- [Texto proporcionado]
#####

Sábado primera semana Cuaresma. Amar a costa de uno mismo, el auténtico amor es capaz de romper los propios egoísmos.
Por: P. Cipriano Sánchez LC | Fuente: Catholic.net
La generosidad es una de las virtudes
fundamentales del cristiano. La generosidad es la virtud que nos caracteriza en
nuestra imitación de Cristo, en nuestro camino de identificación con Él. Esto
es porque la generosidad no es simplemente una virtud que nace del corazón que
quiere dar a los demás, sino la auténtica generosidad nace de un corazón que
quiere amar a los demás. No puede haber generosidad sin amor, como tampoco
puede haber amor sin generosidad. Es imposible deslindar, es imposible separar
estas dos virtudes.
¿Qué amor puede existir en quien no quiera darse?
¿Y qué don auténtico puede existir sin amor? Esta unión, esta intimidad
tan estrecha entre la generosidad y la misericordia, entre la generosidad y el
amor, la vemos clarísimamente reflejada en el corazón de nuestro Señor, en el
amor que Dios tiene para cada uno de nosotros, y en la forma en que Jesucristo
se vuelca sobre cada una de nuestras vidas dándonos a cada uno todo lo que
necesitamos, todo lo que nos es conveniente para nuestro crecimiento
espiritual.
Este darse de Cristo lo hace nuestro Señor a costa de Él mismo. Como diría San
Pablo: "Bien saben lo generoso que ha sido
nuestro Señor Jesucristo, que siendo rico, se hizo pobre por ustedes, para que
ustedes se hiciesen ricos con su pobreza". Ésta es la clave
verdadera del auténtico amor y de la auténtica generosidad: el hacerlo a costa de uno.

#####

- [Registros de anotación de coordenadas]
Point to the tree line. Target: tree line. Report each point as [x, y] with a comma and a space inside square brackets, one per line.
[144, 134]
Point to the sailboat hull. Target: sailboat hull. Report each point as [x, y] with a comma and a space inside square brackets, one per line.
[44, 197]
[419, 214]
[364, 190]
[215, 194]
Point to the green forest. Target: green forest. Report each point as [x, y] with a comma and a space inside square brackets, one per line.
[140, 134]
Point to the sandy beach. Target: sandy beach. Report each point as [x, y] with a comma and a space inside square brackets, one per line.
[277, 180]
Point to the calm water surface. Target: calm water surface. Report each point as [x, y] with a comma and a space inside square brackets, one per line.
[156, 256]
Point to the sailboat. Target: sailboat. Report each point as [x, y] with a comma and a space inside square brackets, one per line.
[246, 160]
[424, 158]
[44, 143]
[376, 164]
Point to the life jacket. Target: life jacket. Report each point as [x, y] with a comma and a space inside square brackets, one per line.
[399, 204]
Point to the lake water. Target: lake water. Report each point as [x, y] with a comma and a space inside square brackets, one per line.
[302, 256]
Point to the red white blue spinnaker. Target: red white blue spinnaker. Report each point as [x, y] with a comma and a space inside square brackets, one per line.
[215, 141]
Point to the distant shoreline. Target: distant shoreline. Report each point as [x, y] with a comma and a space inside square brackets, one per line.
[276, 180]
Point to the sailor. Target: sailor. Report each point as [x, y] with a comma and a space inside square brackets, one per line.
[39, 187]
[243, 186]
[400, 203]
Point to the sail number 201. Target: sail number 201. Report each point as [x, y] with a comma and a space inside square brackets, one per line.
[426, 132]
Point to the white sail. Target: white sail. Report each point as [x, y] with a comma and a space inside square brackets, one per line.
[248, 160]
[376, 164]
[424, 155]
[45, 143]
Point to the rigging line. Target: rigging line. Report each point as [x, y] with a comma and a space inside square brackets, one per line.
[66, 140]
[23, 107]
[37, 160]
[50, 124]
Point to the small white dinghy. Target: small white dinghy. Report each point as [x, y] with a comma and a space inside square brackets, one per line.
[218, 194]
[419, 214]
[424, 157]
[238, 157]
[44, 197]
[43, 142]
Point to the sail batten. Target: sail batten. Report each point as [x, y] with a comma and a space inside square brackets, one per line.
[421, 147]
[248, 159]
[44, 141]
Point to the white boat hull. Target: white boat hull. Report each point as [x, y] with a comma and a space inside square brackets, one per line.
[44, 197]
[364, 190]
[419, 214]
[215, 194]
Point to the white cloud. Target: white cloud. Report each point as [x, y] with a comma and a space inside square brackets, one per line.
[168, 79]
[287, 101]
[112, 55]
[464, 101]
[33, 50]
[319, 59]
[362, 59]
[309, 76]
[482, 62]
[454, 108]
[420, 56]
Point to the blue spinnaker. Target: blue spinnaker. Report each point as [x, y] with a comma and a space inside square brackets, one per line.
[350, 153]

#####

- [Requisitos del ejercicio]
(a) Indica si cada una de estas afirmaciones concuerda con el texto sobre la generosidad y responde sí o no, citando textualmente las palabras que lo deciden: (i) puede haber generosidad sin amor; (ii) la generosidad es una de las virtudes fundamentales del cristiano; (iii) según la cita de San Pablo, Jesucristo, siendo pobre, se hizo rico.
(b) Reproduce palabra por palabra el fragmento del texto sobre la generosidad que empieza con las palabras que contienen "Por: P. Cipriano" y termina con "estas dos virtudes.".

- [Conjunto de soluciones]
(a)
(i) No: "No puede haber generosidad sin amor".
(ii) Sí: "La generosidad es una de las virtudes fundamentales del cristiano".
(iii) No: "que siendo rico, se hizo pobre por ustedes".

(b)
Por: P. Cipriano Sánchez LC | Fuente: Catholic.net
La generosidad es una de las virtudes
fundamentales del cristiano. La generosidad es la virtud que nos caracteriza en
nuestra imitación de Cristo, en nuestro camino de identificación con Él. Esto
es porque la generosidad no es simplemente una virtud que nace del corazón que
quiere dar a los demás, sino la auténtica generosidad nace de un corazón que
quiere amar a los demás. No puede haber generosidad sin amor, como tampoco
puede haber amor sin generosidad. Es imposible deslindar, es imposible separar
estas dos virtudes.